● **Excerpt to read**:
^^^^^^^^

Intelligent design ruling exposes cultural rift

The decision by U.S. District Judge John E. Jones III to bar the teaching of “intelligent design” in the Dover, Pa., public school district on grounds it is a thinly veiled effort to introduce a religious view of the world’s origins is welcome for at least two reasons.

First, it exposes the sham attempt to take through the back door what proponents have no chance of getting through the front door. Judge Jones rebuked advocates of “intelligent design,” saying they repeatedly lied about their true intentions. He noted many of them had said publicly that their intent was to introduce into the schools a biblical account of creation. Judge Jones properly wondered how people who claim to have such strong religious convictions could lie, thus violating prohibitions in the book they proclaim as their source of truth and standard for living.

Culture has long passed by advocates of intelligent design, school prayer and numerous other beliefs and practices that were once tolerated, even promoted, in public education. People who think they can reclaim the past have been watching too many repeats of “Leave it to Beaver” on cable television. Those days are not coming back anytime soon, if at all.

^^^^^^^^

● **Data**:
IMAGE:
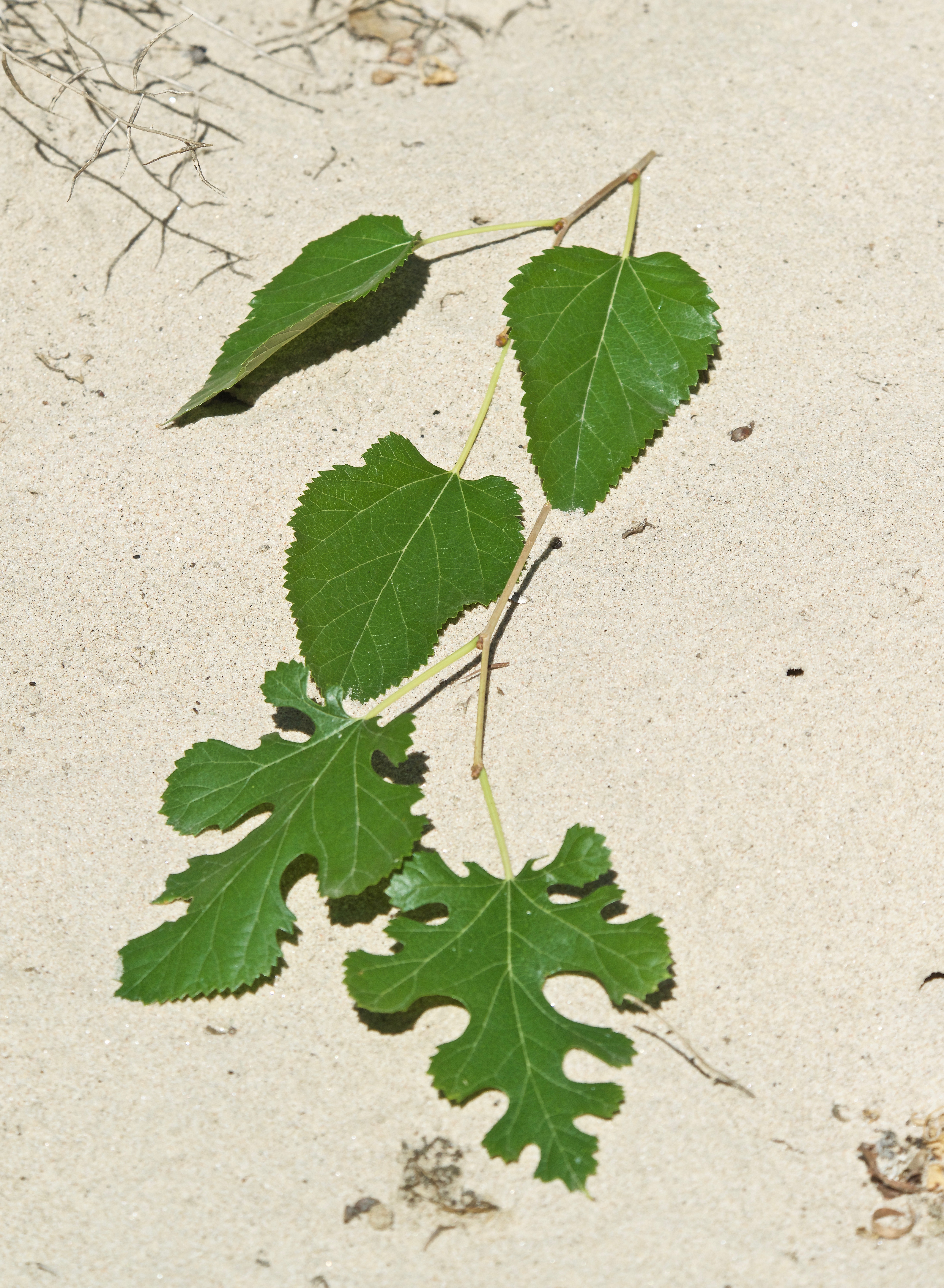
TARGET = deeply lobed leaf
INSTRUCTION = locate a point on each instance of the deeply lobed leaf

^^^^^^^^

● **Task list**:
a – In the editorial on the intelligent design ruling, condense the paragraph beginning "First, it exposes the sham attempt" into a shorter version that keeps its main facts.
b – From the editorial on the intelligent design ruling, reproduce the part that opens with the words containing "Culture has long" and closes with "soon, if at all.", substituting "classroom prayer" for "school prayer".

● **Solved problems**:
a – The ruling exposes a sham attempt to bring in through the back door what proponents could never get through the front door. Judge Jones rebuked advocates of intelligent design for repeatedly lying about their true intentions, noting that many had publicly said they aimed to bring a biblical account of creation into the schools. He also wondered how people claiming strong religious convictions could lie and so violate the book they call their source of truth and standard for living.

b –
Culture has long passed by advocates of intelligent design, classroom prayer and numerous other beliefs and practices that were once tolerated, even promoted, in public education. People who think they can reclaim the past have been watching too many repeats of “Leave it to Beaver” on cable television. Those days are not coming back anytime soon, if at all.